SET PROBLEM: Could you write out every entry below again, changing "Where can it be seen?" to "Where is it located?" and keeping everything else the same?

Stored entries from a collection:
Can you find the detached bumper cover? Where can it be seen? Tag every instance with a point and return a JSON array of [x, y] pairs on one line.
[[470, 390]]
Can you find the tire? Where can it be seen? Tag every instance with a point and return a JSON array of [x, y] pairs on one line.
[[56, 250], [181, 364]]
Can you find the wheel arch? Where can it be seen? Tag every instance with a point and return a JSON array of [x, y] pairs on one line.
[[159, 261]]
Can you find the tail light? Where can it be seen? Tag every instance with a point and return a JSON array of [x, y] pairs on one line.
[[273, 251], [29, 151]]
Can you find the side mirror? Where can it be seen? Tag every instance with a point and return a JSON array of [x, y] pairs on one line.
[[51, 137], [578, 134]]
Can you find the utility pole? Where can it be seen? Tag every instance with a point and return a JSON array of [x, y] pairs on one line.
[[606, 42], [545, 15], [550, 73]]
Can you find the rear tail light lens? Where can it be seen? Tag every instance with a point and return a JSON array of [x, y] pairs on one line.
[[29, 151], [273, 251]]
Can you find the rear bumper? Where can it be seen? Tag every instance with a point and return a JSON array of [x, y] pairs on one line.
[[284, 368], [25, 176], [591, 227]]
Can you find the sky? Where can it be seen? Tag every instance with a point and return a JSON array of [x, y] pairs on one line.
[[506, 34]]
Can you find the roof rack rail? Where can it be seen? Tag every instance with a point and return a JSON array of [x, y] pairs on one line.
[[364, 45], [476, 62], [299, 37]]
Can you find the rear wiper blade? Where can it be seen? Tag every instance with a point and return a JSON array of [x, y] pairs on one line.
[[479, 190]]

EXPECTED OUTPUT:
Can you find the detached bumper cover? Where is it located? Tag every instance with a point and return a JSON array of [x, y] pairs on one line.
[[470, 390]]
Can you find the tire? Where is it located? Tag every instance with a point and return a JSON array of [x, y] pairs on one line.
[[56, 250], [181, 364]]
Can you find the wheel arch? Where is it located? Tag every instance with a point and return a JSON array of [x, y] pairs on one line.
[[159, 261]]
Can you find the tail light? Where is it located? Tag every instance with a point and return a JSON array of [x, y] pairs on one line.
[[273, 251], [29, 151]]
Can you find the side mirror? Where is it located? Tag every instance with a point and return a JSON array of [x, y] pairs on one line.
[[51, 137], [578, 134]]
Can you find the utility pole? Where is it located? Tag every instance with a point and return a JSON array of [x, y] pairs on one line.
[[606, 42], [545, 15], [550, 73]]
Can you find the rear tail light lens? Where is it located? Tag every instance with a point and return a JSON array of [x, y] pairs on one line.
[[29, 151], [273, 251]]
Can you find the rear bumper? Where is it located? Tag every instance with a point and return a JSON array of [x, y] pairs on one line.
[[284, 368], [25, 176], [591, 227]]
Can you find the sky? Where is it located? Tag every instance with a point and return a JSON array of [x, y] pairs on one line.
[[506, 34]]
Can you find the roof rack rail? Where is it located? Tag every instance with a point and return a JSON array of [x, y] pairs on one line.
[[364, 45], [476, 62], [299, 37]]
Can you find the rear wiper blade? Where is it located? Tag every instance with a point and return a JSON array of [x, y] pairs on one line.
[[479, 190]]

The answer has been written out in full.